→ Goal: Locate each line in the items below that contains the string "wheel", and copy those lines out.

(Source data)
- - - - - - -
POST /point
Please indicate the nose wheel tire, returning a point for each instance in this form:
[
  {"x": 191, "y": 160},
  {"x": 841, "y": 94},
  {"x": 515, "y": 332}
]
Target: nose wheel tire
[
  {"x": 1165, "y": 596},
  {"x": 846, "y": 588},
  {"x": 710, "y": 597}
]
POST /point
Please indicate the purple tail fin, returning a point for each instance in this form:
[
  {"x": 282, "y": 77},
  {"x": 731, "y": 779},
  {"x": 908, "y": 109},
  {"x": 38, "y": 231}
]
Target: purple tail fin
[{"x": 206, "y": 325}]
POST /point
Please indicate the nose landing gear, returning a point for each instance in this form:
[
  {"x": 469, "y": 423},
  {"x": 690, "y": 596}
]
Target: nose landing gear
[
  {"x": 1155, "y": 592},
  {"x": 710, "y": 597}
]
- - - - - - -
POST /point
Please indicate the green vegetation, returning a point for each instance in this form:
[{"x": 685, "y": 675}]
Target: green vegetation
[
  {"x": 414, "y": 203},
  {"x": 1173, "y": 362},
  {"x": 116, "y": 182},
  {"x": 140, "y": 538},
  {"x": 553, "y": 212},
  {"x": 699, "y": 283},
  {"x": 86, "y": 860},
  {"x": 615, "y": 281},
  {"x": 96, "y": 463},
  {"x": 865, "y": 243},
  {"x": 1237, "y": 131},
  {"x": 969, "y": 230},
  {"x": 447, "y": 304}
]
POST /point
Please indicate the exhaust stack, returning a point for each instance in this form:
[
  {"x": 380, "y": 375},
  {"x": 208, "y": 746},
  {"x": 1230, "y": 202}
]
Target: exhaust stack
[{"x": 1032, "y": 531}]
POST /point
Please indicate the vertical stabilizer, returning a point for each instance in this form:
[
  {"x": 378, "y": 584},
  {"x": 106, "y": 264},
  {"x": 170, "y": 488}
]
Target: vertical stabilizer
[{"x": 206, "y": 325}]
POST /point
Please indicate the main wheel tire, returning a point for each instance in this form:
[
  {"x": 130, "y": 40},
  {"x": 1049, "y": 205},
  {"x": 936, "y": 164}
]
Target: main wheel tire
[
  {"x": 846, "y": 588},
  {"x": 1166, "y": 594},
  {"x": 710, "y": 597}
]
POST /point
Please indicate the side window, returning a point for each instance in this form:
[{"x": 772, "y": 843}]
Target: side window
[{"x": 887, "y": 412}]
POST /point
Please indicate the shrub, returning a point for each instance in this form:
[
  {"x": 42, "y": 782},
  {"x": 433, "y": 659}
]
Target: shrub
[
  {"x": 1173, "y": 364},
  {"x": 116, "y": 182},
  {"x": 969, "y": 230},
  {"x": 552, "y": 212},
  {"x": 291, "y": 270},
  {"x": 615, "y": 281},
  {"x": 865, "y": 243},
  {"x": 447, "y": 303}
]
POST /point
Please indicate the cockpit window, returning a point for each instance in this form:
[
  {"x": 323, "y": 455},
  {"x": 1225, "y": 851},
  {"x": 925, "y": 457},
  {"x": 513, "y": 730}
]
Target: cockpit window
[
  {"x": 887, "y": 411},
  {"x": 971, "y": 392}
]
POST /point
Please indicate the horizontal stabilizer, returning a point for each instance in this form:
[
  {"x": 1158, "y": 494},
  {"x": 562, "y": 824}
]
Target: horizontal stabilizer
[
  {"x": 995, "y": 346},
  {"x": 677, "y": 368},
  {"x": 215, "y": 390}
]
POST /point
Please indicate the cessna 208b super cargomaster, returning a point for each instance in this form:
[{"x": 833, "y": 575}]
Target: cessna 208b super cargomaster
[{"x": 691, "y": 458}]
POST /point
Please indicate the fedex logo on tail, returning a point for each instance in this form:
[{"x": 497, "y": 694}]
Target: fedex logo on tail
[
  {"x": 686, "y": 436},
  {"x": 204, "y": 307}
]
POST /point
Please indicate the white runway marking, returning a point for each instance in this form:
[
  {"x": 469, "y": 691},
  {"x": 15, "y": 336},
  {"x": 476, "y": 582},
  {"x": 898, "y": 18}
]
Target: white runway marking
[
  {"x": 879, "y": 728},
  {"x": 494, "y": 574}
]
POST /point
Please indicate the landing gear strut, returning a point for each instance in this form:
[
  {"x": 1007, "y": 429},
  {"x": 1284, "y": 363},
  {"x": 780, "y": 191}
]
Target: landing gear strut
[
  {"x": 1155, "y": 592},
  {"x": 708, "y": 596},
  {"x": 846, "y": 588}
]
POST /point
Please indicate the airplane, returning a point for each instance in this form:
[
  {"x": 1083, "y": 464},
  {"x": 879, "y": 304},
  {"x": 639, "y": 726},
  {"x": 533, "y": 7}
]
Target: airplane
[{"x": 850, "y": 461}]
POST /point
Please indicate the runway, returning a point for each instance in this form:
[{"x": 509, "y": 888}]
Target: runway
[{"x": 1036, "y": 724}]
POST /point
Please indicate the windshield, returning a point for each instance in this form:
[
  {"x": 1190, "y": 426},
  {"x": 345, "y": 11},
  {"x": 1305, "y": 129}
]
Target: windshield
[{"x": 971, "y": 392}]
- - - - - - -
→ Expected answer:
Please indicate the nose wheel tire, returning a point for each instance in this form:
Target: nose wheel tire
Please indicate the main wheel tire, returning a point for each instance in this form:
Target: main wheel tire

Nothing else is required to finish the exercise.